##### Record excerpts #####
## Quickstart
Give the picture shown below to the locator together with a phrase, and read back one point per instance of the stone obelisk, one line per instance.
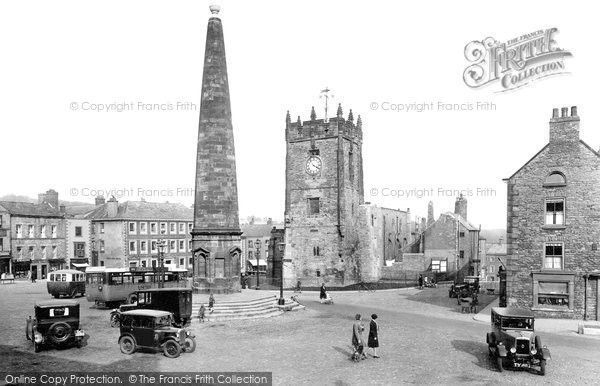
(216, 233)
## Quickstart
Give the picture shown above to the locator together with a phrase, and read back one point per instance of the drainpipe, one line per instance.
(585, 278)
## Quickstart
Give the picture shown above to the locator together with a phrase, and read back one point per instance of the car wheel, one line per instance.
(189, 345)
(127, 345)
(132, 298)
(499, 363)
(59, 332)
(542, 367)
(171, 349)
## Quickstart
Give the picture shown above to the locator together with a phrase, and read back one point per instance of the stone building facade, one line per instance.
#####
* _Task requirements_
Reproduce every line of the records above as a numbered list, skipping blank lines and leaving out the pictures.

* _The reply_
1. ## Quickstart
2. Give the picture shown below to the locator together with a phrase, and read back one point per instance of the stone obelisk, one line per instance.
3. (216, 233)
4. ## Quickstart
5. Give the picture shown above to the locator together with a phrase, and read back one point per instance of the drainpipe, one line per instance.
6. (585, 278)
7. ## Quickstart
8. Give the picture shown above to the locator together with a phrase, and read back one point per instance of the car wheel, one line per instance.
9. (189, 345)
10. (127, 345)
11. (132, 298)
12. (499, 363)
13. (59, 332)
14. (542, 367)
15. (171, 349)
16. ## Quickstart
17. Give the picture shown above to the locator together with a phrase, and read back one point per instance of the stone building facade, one line per instance.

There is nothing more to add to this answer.